### WORK REQUEST
Present an exact copy of each line below.

### ENTRIES SUPPLIED
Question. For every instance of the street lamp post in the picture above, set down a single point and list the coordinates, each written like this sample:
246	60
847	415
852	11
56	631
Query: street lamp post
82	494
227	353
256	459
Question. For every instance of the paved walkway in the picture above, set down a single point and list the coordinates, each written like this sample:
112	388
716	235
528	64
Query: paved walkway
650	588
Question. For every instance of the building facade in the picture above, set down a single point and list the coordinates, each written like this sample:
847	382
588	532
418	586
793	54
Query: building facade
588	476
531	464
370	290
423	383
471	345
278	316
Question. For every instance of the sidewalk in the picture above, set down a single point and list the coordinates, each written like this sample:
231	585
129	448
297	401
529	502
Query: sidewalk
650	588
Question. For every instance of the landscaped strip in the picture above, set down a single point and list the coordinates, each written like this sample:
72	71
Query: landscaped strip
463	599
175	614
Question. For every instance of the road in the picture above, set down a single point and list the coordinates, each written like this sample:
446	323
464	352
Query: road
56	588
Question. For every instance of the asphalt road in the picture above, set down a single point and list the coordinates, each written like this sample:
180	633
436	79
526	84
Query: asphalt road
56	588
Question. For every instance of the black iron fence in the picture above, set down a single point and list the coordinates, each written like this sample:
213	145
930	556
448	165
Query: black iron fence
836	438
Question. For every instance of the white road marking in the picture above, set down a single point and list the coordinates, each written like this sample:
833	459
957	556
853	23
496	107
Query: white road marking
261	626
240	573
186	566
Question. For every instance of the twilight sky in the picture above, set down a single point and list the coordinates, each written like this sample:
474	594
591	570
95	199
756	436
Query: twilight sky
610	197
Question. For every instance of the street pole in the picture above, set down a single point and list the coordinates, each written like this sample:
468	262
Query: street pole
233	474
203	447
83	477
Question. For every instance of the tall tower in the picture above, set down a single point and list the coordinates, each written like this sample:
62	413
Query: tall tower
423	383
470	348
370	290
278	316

### RESPONSE TO THIS TASK
Question. For every instance of the street lamp post in the picture above, set down a single point and list the coordinates, each written like this sample:
246	60
847	415
852	11
56	631
Query: street lamp post
82	494
227	353
256	459
Question. For every instance of the paved walkway in the picture above, set down a single point and list the coordinates, each written like this sample:
112	388
716	235
528	64
Query: paved walkway
650	588
Question. For every instance of the building facade in the picture above, set down a single point and list the coordinates, each written like this sample:
847	382
588	532
418	586
793	54
Query: building facade
588	476
531	464
370	290
423	383
471	345
278	316
Question. For every instance of the sidewalk in the picture above, set down a single point and list the coordinates, each written like this sample:
231	585
129	448
297	401
529	502
Query: sidewalk
650	588
Question. For every instance of the landscaped strip in the picture above, set down a single point and list the coordinates, each written like this sample:
72	71
Query: landscaped strip
463	599
175	614
Question. For every instance of the road in the picture above, set down a single point and list the coordinates, each written like this sample:
446	323
464	352
Query: road
56	588
Question. For every instance of the asphalt road in the picture above, set down a single point and list the coordinates, each written like this sample:
180	633
436	79
526	84
Query: asphalt road
56	588
Question. For every instance of the black iron fence in the picture above, set down a single point and list the coordinates, each written like this sample:
213	145
930	556
448	165
Query: black iron fence
836	438
Question. For every instance of the white road marking in the picture above, set down a single point and list the coordinates, each written like this sample:
833	459
957	556
853	23
496	107
Query: white road marking
261	626
240	573
186	566
Question. For every instance of the twilight sky in the picture above, set down a single point and list the coordinates, each written like this sample:
474	594
591	570
95	199
756	436
Query: twilight sky
610	197
Question. For every instance of the street pole in the picture above, set down a single point and list the coordinates, each written like this sample:
468	262
Query: street pole
233	474
203	447
83	477
Question. For every instance of the tall tower in the picture above, set down a single point and list the coordinates, each written like this sample:
62	413
Query: tall tower
423	383
470	348
370	290
278	316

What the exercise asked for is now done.